__Stored rows__
--- BEGIN ---

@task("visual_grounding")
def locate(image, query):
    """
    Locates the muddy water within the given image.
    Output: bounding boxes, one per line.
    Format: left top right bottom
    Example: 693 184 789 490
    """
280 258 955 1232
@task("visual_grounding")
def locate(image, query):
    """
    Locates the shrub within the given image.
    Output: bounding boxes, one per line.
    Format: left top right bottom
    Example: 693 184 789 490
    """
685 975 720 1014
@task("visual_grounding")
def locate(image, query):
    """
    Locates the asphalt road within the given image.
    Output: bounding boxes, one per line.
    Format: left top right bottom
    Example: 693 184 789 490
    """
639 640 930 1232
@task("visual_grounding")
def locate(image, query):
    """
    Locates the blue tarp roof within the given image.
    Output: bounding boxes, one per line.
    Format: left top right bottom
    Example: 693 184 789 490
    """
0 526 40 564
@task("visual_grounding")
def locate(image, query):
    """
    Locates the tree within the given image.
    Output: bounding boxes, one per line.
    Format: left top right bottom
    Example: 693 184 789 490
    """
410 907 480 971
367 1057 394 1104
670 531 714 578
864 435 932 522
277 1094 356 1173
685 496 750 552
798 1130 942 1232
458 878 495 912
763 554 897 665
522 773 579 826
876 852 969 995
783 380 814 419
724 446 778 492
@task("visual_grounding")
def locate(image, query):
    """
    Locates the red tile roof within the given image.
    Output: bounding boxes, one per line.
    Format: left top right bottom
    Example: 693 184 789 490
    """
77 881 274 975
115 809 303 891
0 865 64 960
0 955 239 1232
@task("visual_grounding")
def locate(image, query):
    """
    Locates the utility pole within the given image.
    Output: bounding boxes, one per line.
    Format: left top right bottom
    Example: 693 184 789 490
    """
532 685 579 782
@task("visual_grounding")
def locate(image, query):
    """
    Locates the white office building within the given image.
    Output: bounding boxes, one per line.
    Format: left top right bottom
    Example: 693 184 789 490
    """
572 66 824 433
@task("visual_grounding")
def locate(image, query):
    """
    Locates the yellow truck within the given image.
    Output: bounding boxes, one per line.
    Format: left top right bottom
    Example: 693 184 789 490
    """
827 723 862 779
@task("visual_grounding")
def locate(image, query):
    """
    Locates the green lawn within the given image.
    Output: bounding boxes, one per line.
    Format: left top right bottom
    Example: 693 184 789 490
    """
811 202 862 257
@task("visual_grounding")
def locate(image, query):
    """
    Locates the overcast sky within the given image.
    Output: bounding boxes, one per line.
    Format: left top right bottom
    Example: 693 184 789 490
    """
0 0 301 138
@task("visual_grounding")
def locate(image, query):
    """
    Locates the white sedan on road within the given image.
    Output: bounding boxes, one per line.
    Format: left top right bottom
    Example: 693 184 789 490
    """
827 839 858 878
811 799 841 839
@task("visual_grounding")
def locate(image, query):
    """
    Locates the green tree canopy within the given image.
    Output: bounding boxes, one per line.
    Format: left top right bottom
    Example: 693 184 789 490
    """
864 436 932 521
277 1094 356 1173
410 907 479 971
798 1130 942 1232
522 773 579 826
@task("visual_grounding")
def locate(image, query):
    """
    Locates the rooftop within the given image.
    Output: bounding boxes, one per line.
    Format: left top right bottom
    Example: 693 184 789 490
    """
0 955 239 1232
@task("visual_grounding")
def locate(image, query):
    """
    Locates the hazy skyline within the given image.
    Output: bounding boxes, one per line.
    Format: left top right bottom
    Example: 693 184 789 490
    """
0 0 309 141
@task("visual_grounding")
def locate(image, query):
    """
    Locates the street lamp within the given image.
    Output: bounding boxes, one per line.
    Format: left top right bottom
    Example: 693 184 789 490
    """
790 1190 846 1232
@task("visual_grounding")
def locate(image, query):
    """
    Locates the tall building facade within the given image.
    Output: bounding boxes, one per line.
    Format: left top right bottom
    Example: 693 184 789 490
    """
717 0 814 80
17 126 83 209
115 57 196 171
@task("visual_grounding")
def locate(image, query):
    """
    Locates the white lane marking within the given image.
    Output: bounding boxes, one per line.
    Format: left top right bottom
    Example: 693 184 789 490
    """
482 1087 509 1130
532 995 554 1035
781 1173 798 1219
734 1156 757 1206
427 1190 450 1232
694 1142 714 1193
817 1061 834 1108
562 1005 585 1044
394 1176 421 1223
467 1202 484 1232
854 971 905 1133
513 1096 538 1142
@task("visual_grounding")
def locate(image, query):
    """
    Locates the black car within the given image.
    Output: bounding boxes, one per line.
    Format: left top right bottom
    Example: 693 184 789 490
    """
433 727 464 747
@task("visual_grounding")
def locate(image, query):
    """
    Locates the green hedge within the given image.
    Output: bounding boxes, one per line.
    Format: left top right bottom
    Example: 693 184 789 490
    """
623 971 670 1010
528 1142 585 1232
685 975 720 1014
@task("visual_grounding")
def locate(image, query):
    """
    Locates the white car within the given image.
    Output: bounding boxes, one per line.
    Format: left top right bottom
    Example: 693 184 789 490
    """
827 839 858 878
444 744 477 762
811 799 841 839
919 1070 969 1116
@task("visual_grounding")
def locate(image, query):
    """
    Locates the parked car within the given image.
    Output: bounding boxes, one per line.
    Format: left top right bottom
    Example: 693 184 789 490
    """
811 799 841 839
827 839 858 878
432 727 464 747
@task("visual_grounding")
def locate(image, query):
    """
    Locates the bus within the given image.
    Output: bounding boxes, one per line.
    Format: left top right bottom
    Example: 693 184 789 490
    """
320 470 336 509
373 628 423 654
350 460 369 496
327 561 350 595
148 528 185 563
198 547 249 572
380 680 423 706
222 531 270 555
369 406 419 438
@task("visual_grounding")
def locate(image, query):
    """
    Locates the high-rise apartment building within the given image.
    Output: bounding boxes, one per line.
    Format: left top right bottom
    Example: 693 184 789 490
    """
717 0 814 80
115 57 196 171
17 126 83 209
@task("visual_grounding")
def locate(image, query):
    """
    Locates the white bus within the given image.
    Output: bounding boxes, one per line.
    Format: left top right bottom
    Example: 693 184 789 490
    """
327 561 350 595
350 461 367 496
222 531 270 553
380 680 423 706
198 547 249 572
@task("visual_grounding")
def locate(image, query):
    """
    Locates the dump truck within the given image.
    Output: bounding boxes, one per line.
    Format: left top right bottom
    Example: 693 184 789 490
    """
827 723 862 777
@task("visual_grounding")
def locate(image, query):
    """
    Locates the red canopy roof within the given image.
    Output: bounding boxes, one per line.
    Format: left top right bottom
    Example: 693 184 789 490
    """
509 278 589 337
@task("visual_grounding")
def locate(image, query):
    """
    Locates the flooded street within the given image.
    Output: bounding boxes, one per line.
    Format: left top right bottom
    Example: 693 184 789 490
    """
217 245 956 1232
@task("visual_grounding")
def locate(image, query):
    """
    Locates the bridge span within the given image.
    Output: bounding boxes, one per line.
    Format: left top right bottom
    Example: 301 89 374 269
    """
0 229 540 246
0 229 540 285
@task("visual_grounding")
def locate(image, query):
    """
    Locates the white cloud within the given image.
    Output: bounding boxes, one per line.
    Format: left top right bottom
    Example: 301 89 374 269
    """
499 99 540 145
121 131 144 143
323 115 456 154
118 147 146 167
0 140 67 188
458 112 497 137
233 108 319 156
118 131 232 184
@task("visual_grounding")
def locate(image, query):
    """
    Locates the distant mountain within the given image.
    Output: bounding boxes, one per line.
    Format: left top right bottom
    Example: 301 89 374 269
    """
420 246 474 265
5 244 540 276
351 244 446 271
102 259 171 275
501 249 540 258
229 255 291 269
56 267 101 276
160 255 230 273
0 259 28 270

--- END ---

__Exercise__
Identify each line in the records above that contains the word "truck", and copy those lines.

__Full output__
    Locates the yellow truck within the given image.
    Locates the dump truck within the given image.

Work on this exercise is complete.